Consigne: Dans l'extrait sur les cybermenaces liées au coronavirus, quelle part des noms de domaine rattachés au coronavirus Check Point a-t-il estimée malveillante ?

Extrait fourni:

Il faudra donc par exemple se montrer très vigilant sur les sites traitant d'informations liées au coronavirus SARS-Cov-2 qu'à la maladie qui en découle, Covid-19. « Le FBI a mis en garde contre une augmentation des escroqueries par phishing contre les entreprises. L'OMS a déclaré à Reuters que des pirates informatiques l'avaient ciblé avec un site web malveillant. Et la National Crime Agency du Royaume-Uni a confirmé au Wall Street Journal qu'elle enquêtait sur une attaque présumée de ransomware contre Hammersmith Medicines Research, une société de dépistage de drogues qui a effectué des essais pour le vaccin contre l'ébola et d'autres traitements », indique le WSJ. « Nous avons détecté des pirates qui tentent de profiter des craintes des gens, en prétendant vendre en ligne des masques de protection par exemple, pour les inciter à révéler leurs informations de carte de crédit », a expliqué de son côté McAfee. « Les employés ne doivent ouvrir aucune pièce jointe à un e-mail, ni cliquer sur des liens dont ils ne sont pas sûrs et les signaler immédiatement à la direction. »
Terminaux sécurisés, VPN et authentification multi-facteurs ne se substituent pas à une vigilance humaine
Alors que certains attaquants utilisent un ransomware pour un paiement immédiat, des groupes plus sophistiqués pourraient utiliser le bouleversement pour pénétrer les réseaux et rechercher discrètement des numéros de compte bancaire, des secrets commerciaux ou des informations personnellement identifiables qui ont une valeur financière ou politique, a indiqué à notre confrère Stephen Breidenbach, avocat en cybersécurité chez Moritt Hock & Hamroff.« Ils commenceront ensuite à siphonner ces ressources de manière aussi discrète que possible, ou attendront de toucher tous les actifs d'un seul coup lorsque l'entreprise est la plus vulnérable », ajoutant que les attaquants pouvaient rester en sommeil pendant des années. «Certains pirates essaient même d'obtenir de l'argent de la bourse en utilisant les informations non publiques qu'ils acquièrent ».
Dans son dernier Index des menaces globales, Check Point a signalé la recrudescence de noms de domaine et sites web rattachés au coronavirus, soit plus de 4 000 dont 3% ont été estimés comme malveillants et 5% qualifiés de suspects. « Les domaines liés aux coronavirus sont 50% plus susceptibles d'être malveillants que les autres domaines enregistrés à la même période, et également plus élevés que les thèmes saisonniers récents tels que la Saint-Valentin », a prévenu l'éditeur en sécurité. « En outre, une campagne de phishing ciblée sur le thème des coronavirus a été récemment repérée, ciblant des organisations italiennes, touchant plus de 10% de toutes les organisations en Italie dans le but d'exploiter les préoccupations suscitées par le nombre croissant d'infections dans le pays. »
Dans ce contexte, les entreprises doivent donc impérativement redoubler de vigilance avec les accès distants à son SI. Parmi les solutions à envisager, la mise en place de VPN, la mise à disposition de terminaux sécurisés certifiés et conformes à la politique MDM en vigueur, généraliser l'authentification multi-facteurs pour accéder aux données et applications professionnelles et surtout être 200% plus vigilant sur les risques de phishing, qu'ils soient ciblés (spear) ou non.

Liste fournie:
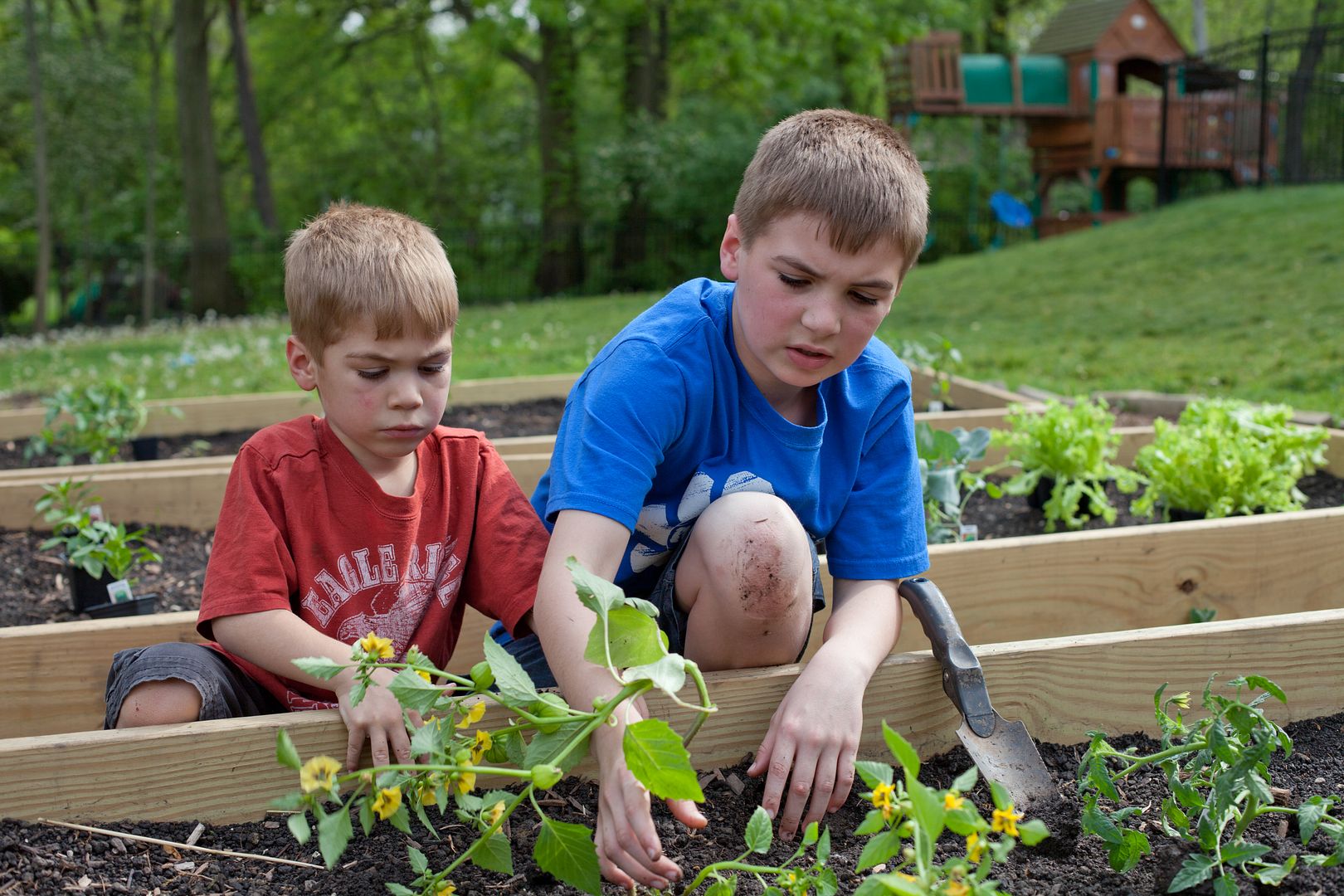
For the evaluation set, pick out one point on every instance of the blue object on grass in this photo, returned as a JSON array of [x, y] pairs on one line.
[[1010, 210]]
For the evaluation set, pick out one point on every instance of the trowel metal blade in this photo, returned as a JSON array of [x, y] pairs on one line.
[[1011, 758]]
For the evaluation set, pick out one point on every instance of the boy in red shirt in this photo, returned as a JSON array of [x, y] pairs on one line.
[[368, 519]]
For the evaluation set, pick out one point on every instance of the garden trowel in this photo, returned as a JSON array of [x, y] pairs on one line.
[[1003, 750]]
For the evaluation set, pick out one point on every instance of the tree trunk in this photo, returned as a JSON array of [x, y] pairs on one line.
[[249, 121], [1298, 95], [39, 171], [208, 277], [644, 102], [561, 266]]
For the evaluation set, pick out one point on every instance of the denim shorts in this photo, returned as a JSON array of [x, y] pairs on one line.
[[672, 620], [226, 691]]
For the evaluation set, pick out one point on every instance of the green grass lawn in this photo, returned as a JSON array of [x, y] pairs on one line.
[[1235, 295]]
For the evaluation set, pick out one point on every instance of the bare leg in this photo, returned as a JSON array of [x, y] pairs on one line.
[[160, 703], [745, 581]]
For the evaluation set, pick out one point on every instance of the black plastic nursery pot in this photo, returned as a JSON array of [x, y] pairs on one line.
[[85, 590], [141, 606]]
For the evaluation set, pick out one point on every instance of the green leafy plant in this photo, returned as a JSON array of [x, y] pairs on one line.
[[1216, 772], [1071, 446], [944, 461], [1226, 457], [90, 421], [910, 811], [942, 360], [88, 543], [773, 879], [538, 743]]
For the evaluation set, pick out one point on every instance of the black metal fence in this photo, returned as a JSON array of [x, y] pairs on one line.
[[1273, 104]]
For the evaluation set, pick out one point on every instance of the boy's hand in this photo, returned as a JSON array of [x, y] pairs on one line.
[[628, 845], [378, 719], [813, 733]]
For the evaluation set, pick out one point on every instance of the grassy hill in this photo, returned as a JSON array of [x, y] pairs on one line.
[[1233, 295]]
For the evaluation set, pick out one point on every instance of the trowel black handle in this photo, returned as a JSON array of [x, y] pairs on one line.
[[962, 679]]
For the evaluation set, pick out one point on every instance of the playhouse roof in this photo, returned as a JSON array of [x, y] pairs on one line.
[[1079, 26]]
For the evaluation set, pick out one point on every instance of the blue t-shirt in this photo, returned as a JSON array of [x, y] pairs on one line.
[[665, 419]]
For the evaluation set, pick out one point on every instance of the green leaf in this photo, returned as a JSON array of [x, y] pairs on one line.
[[1309, 816], [1195, 869], [494, 855], [299, 828], [878, 850], [566, 850], [1032, 832], [321, 668], [657, 758], [631, 637], [874, 772], [902, 750], [760, 832], [594, 592], [334, 833], [285, 751], [414, 692], [667, 674], [514, 683]]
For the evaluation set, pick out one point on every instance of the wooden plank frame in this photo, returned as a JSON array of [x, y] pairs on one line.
[[1001, 590], [222, 772]]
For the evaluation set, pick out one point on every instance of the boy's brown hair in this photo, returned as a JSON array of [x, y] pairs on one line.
[[852, 171], [359, 262]]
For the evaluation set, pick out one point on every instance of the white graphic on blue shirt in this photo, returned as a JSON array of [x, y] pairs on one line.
[[657, 533]]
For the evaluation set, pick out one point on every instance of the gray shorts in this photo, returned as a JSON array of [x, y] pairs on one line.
[[672, 620], [226, 691]]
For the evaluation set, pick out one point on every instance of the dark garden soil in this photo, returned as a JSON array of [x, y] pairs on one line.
[[39, 860]]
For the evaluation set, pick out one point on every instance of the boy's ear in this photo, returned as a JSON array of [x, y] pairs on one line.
[[728, 249], [303, 366]]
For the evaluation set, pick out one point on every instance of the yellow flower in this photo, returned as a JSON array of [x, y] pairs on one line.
[[319, 772], [973, 846], [375, 646], [1006, 821], [387, 802], [474, 715], [481, 746], [884, 798]]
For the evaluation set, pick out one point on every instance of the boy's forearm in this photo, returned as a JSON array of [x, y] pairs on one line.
[[275, 638], [863, 625]]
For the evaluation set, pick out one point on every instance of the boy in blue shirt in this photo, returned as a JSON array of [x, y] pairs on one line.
[[719, 437]]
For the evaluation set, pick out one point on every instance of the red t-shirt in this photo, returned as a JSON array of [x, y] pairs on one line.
[[305, 528]]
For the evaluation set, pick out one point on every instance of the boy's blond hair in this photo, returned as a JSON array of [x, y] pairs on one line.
[[852, 171], [359, 262]]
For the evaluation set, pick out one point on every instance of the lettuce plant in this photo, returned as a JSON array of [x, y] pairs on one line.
[[1071, 446], [1226, 457]]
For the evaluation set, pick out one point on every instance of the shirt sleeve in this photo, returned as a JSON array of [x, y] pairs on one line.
[[509, 544], [251, 567], [880, 531], [619, 425]]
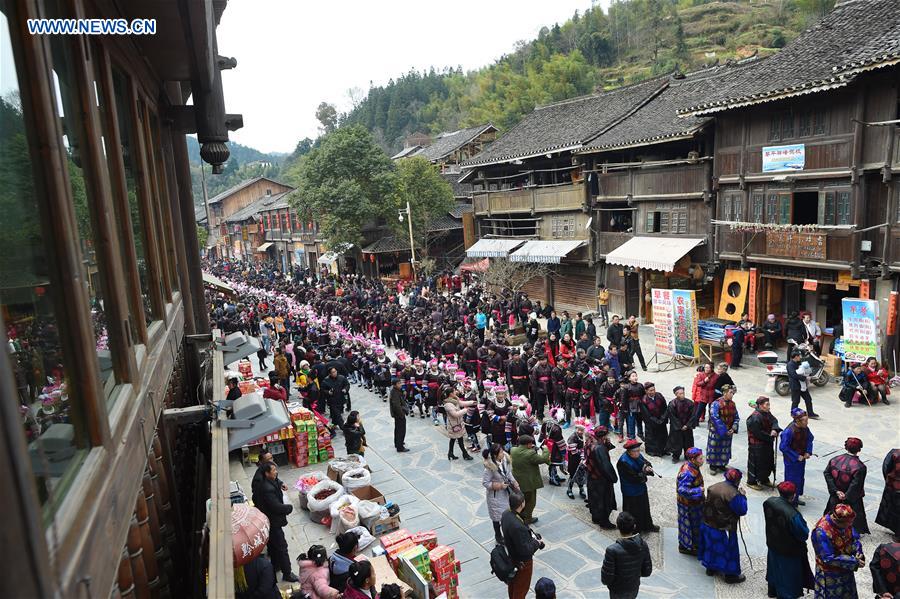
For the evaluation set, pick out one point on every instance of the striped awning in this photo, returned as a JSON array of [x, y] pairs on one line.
[[493, 248], [548, 252], [653, 253]]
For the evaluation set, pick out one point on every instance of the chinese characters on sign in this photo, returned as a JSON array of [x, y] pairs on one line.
[[784, 158], [860, 329], [675, 322]]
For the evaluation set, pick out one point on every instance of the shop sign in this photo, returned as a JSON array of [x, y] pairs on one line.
[[860, 329], [675, 322], [784, 158]]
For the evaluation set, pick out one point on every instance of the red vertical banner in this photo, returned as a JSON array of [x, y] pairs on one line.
[[864, 289], [751, 294], [892, 313]]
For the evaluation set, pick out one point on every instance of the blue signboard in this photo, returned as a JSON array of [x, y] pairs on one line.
[[784, 158]]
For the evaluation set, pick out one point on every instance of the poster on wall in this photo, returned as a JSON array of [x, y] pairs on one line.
[[675, 322], [784, 158], [661, 301], [860, 329]]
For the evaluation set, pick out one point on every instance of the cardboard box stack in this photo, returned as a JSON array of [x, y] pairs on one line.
[[445, 570], [418, 557]]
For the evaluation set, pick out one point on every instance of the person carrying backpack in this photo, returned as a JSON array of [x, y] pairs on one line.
[[521, 544]]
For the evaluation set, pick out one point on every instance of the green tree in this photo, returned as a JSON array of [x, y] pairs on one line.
[[428, 193], [326, 114], [345, 183]]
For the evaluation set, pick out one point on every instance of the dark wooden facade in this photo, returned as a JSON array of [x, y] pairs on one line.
[[102, 194], [846, 188]]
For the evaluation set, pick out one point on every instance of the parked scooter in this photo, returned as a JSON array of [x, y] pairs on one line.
[[778, 369]]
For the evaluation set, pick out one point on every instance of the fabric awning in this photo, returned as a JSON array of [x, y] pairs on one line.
[[547, 252], [653, 253], [493, 248], [328, 257], [217, 284], [479, 266]]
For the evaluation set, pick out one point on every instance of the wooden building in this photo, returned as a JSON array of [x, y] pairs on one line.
[[100, 288], [531, 186], [806, 147]]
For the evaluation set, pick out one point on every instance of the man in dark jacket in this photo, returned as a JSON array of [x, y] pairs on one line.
[[268, 498], [615, 332], [398, 413], [794, 380], [787, 567], [334, 388], [626, 561], [601, 476], [521, 545]]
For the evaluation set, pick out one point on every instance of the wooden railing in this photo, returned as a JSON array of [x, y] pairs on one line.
[[608, 241], [221, 556], [838, 245], [534, 199]]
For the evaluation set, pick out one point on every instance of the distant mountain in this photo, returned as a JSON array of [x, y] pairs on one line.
[[239, 153], [631, 41], [244, 163]]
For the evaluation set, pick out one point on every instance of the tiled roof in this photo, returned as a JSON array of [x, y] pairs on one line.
[[460, 208], [253, 208], [406, 152], [236, 188], [657, 120], [386, 244], [460, 190], [566, 125], [858, 35], [449, 142], [444, 222]]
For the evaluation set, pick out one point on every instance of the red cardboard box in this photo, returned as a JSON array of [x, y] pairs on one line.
[[441, 557], [428, 538], [398, 536]]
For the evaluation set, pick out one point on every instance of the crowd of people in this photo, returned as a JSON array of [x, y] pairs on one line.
[[443, 349]]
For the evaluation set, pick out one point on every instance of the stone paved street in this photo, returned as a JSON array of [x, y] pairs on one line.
[[447, 496]]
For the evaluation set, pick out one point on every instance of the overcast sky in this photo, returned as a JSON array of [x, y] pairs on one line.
[[293, 54]]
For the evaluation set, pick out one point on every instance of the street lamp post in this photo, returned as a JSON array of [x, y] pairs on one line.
[[412, 247]]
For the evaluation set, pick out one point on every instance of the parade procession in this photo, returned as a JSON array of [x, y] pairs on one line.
[[606, 304]]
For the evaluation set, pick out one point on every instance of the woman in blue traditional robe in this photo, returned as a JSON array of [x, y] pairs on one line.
[[796, 447], [689, 487], [723, 425], [838, 554], [724, 506]]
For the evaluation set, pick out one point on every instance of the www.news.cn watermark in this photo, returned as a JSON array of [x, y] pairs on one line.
[[92, 26]]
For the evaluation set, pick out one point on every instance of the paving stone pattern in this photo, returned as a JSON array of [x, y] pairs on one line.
[[434, 493]]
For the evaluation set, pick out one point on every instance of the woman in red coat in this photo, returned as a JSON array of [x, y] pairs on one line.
[[704, 389], [878, 378]]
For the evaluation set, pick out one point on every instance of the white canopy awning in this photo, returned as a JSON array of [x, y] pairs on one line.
[[548, 252], [493, 248], [653, 253]]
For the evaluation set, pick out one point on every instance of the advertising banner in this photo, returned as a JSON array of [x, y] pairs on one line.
[[784, 158], [675, 322], [860, 329]]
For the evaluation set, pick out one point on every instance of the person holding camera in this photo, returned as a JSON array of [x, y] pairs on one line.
[[626, 561], [633, 469], [521, 545]]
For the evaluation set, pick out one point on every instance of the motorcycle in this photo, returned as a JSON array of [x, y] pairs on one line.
[[777, 370]]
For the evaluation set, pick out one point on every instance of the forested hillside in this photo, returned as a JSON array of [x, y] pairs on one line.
[[632, 41]]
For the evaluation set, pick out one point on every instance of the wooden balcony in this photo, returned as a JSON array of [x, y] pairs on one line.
[[530, 200], [608, 241], [820, 247]]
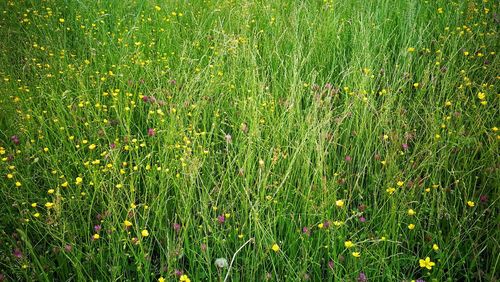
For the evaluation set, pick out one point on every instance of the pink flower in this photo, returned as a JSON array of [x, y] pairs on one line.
[[151, 132], [221, 218]]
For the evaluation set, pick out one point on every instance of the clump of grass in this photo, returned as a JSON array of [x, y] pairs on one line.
[[314, 140]]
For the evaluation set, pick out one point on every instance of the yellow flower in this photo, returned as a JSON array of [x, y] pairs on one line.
[[339, 203], [427, 263], [275, 247]]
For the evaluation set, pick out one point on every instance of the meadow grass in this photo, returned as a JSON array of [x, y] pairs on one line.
[[307, 140]]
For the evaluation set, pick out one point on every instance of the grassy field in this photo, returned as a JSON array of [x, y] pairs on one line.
[[243, 140]]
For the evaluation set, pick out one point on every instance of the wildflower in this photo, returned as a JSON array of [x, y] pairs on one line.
[[305, 230], [221, 263], [390, 190], [348, 244], [68, 248], [221, 219], [78, 180], [483, 198], [362, 277], [427, 263], [151, 132], [275, 248], [15, 139], [17, 253], [339, 203]]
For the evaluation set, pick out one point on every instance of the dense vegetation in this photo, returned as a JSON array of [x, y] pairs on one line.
[[307, 140]]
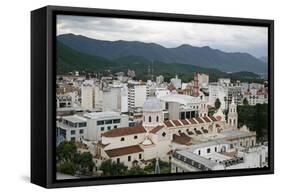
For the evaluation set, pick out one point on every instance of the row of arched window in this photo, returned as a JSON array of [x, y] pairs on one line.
[[150, 119]]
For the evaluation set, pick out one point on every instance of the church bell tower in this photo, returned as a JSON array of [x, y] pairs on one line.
[[232, 115]]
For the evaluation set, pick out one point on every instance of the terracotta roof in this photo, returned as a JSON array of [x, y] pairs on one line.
[[206, 119], [182, 139], [184, 122], [218, 118], [156, 129], [177, 123], [190, 133], [205, 130], [124, 131], [192, 121], [124, 151], [168, 124], [213, 118], [199, 120], [100, 144]]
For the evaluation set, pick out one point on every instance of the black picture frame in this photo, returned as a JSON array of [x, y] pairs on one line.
[[43, 111]]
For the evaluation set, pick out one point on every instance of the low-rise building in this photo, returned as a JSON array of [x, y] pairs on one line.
[[90, 126]]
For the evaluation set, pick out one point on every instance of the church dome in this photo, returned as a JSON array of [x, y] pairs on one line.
[[152, 104]]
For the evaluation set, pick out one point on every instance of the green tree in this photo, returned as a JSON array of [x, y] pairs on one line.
[[256, 118], [66, 151], [217, 103], [67, 168], [245, 101], [136, 170], [84, 162], [165, 167], [111, 168]]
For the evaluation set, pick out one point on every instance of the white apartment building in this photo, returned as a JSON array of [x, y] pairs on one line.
[[90, 126], [160, 79], [176, 82], [218, 91], [256, 96], [137, 94], [72, 128], [67, 100], [159, 92], [184, 106], [87, 96], [203, 80]]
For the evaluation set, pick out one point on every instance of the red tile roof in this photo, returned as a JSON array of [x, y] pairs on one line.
[[192, 121], [205, 130], [124, 151], [199, 120], [156, 129], [206, 119], [168, 124], [213, 118], [190, 133], [184, 122], [124, 131], [182, 138], [177, 123]]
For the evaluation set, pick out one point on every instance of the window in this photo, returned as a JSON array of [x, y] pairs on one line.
[[108, 122], [116, 120], [100, 122], [82, 124]]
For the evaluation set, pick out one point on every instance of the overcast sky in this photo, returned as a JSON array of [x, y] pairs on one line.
[[227, 38]]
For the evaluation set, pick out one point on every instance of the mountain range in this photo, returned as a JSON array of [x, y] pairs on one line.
[[184, 54], [69, 60]]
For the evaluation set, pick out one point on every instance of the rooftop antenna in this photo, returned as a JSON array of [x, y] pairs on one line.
[[157, 166], [152, 71]]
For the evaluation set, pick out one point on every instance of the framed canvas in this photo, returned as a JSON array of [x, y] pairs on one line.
[[126, 96]]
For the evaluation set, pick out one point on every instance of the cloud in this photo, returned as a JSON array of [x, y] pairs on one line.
[[230, 38]]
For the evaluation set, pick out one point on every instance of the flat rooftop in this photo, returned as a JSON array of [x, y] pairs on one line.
[[207, 163], [74, 118], [101, 115]]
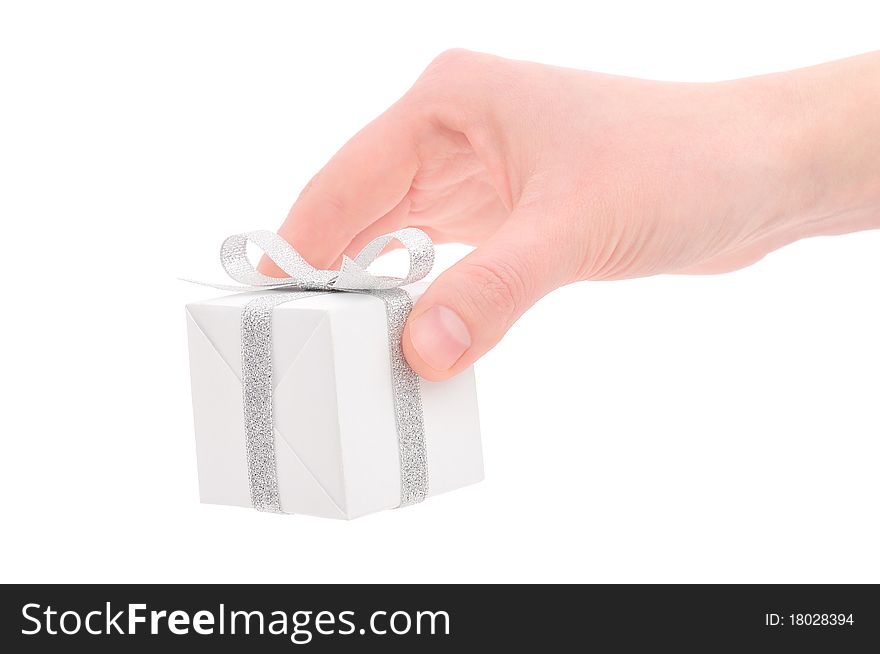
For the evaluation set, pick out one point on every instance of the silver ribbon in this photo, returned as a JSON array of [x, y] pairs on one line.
[[256, 347]]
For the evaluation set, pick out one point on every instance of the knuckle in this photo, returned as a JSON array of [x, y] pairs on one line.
[[496, 287], [452, 58]]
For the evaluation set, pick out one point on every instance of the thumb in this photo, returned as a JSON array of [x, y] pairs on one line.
[[467, 310]]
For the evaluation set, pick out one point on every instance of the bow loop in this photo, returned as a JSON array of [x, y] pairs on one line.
[[352, 275]]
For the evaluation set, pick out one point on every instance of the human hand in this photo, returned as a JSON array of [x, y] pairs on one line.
[[559, 175]]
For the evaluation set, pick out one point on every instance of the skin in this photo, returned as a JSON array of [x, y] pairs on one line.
[[560, 175]]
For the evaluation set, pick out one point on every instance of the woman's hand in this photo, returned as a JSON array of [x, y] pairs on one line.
[[559, 175]]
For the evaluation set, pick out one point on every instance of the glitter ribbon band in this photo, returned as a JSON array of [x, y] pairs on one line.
[[256, 347]]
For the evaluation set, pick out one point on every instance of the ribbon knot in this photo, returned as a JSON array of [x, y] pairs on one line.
[[351, 276]]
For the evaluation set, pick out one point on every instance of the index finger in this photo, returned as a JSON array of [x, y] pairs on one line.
[[366, 179]]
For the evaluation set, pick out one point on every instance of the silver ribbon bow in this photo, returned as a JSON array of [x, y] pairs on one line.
[[256, 346]]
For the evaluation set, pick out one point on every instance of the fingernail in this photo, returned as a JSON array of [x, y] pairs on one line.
[[440, 337]]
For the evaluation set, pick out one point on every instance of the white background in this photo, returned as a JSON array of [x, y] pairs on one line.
[[667, 429]]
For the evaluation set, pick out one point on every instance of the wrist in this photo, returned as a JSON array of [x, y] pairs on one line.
[[826, 121]]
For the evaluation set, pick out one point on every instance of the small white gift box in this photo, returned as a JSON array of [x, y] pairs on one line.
[[336, 439]]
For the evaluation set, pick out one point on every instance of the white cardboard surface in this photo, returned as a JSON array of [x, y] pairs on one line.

Corrigé: 3% des plus de 4 000 noms de domaine.